§ **Text block**

+ + + + + + +

Internet silver jubilee – .de zone online since 25 years (for specialized media)
About 100,000 times per second an Internet address ending with .de is called up from somewhere in the world. Today, there are more than 14.6 million such addresses, and about 3,000 new ones are added every day. Dimensions that go beyond the imagination of even the most visionary Internet pioneer and that have fundamentally changed social and economic communication habits within only a quarter of a century.
5 November 1986: How it all began
The first step towards this evolution was made on 5 November 1986, when the country code .de was included in the official list of IANA (Internet Assigned Numbers Authority). With this entry, domains with the country code for Germany were permitted to be registered for the first time in history. In chronological terms, the Federal Republic of Germany thus was the tenth country to be presented on the Internet. Due to the German reunification in the year 1990, the country code originally reserved for the German Democratic Republic - .dd - was never used.
Thanks to its stable infrastructure and the comparably liberal registration conditions in (West) Germany, .de soon gained the leading position among the country code Top Level Domains (ccTLDs) and clearly holds the first rank still today with more than 14.6 million registered domains. Second comes Great Britain (.uk) with currently about 9.7 million, followed by the Netherlands (.nl) with 4.7 million registrations. Only the generic TLD .com scores higher than .de with a domain inventory of currently just under 97.6 million. 25 years after the launch of the German country code, on average 178 of 1,000 citizens of the Federal Republic hold a .de domain. In purely arithmetical terms, thus every sixth German citizen has their own Internet appearance. And also in factual terms, nearly 80 percent of all domain holders under .de are private persons.
During the first ten years, administration and DNS service for .de were provided by universities, at the start even from the USA. Only in 1988, a German institution, the University of Dortmund, took over administration and care of the first six .de domains (dbp.de, rmi.de, telenet.de, uka.de, uni-dortmund.de and uni-paderborn.de – chronological order of registrations unknown) from the US-American CSNET. In 1994 – by then the domain inventory had increased to about 1,000 domains and thus tied up a critical amount of resources – the tasks of the Deutsches Network Information Center (DENIC) were transferred to the data center of Karlsruhe University within the framework of a project with outside funding. Mandated was the project by the interest group of the German network information center (IV-DENIC ), which was founded in 1993 by the academic DFN association, commercial service providers and the German Special Interest Group for Internet (Deutsch Interessensgemeinschaft Internet e. V., DIGI) – an association of non-academic users. Until DENIC eG in its current form as a cooperative was founded by 37 German Internet service providers in December 1996, the University of Karlsruhe remained responsible for the administrative tasks and until 1998 also for the technical administration of .de. Only then, all central services of the Top Level Domain were concentrated in Frankfurt am Main, where DENIC started its business as a neutral service provider at the beginning of 1997 - with a domain inventory that had reached six-digit dimensions for the first time. DENIC's headquarters are still located in Frankfurt am Main today.

+ + + + + + +

§ **Listed records**
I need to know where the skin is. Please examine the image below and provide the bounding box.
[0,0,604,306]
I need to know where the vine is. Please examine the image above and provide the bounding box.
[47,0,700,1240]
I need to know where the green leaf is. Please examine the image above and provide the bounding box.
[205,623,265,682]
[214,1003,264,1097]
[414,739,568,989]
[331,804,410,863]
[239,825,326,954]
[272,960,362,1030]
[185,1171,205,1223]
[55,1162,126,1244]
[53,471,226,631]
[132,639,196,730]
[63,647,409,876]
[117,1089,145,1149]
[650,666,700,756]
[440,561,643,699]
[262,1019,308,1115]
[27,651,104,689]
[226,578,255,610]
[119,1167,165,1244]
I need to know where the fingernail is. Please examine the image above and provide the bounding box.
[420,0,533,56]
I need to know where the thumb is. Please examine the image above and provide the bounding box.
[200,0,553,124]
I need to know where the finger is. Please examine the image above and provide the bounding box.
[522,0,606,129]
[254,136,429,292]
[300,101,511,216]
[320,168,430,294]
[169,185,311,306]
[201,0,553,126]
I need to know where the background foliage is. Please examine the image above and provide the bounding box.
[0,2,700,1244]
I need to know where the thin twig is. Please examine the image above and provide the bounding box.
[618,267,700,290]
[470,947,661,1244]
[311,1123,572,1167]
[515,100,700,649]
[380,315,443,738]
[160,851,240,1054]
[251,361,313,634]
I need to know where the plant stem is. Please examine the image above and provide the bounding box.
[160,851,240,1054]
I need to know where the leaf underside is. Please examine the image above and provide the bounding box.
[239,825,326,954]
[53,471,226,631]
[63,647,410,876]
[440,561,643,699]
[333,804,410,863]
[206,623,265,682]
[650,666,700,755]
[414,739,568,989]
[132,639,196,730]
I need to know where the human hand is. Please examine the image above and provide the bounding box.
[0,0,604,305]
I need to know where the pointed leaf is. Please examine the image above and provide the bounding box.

+ + + + + + +

§ **Set tasks**
1 - Using the article on the .de zone, decide whether each statement agrees with it. Answer yes or no for each, and quote the words of the article that settle it.
(a) The .dd country code was in use before German reunification.
(b) Great Britain holds the second rank among country code Top Level Domains.
(c) DENIC eG was founded as a cooperative by 37 German Internet service providers.
2 - Summarize the article on the .de zone in two sentences.
3 - Transcribe everything in the article on the .de zone from "About 100,000 times" down to "of a century.".
This material has no connection to the article on the .de zone.

§ **The responses**
1 -
(a) No: "the country code originally reserved for the German Democratic Republic - .dd - was never used."
(b) Yes: "Second comes Great Britain (.uk) with currently about 9.7 million"
(c) Yes: "DENIC eG in its current form as a cooperative was founded by 37 German Internet service providers in December 1996"

2 - The .de country code was entered in the IANA list on 5 November 1986, and today .de leads all country code Top Level Domains with more than 14.6 million registrations, mostly held by private persons. Universities first administered .de, beginning in the USA and later in Dortmund and Karlsruhe, until the cooperative DENIC eG was founded in December 1996 and concentrated the central services in Frankfurt am Main.

3 -
About 100,000 times per second an Internet address ending with .de is called up from somewhere in the world. Today, there are more than 14.6 million such addresses, and about 3,000 new ones are added every day. Dimensions that go beyond the imagination of even the most visionary Internet pioneer and that have fundamentally changed social and economic communication habits within only a quarter of a century.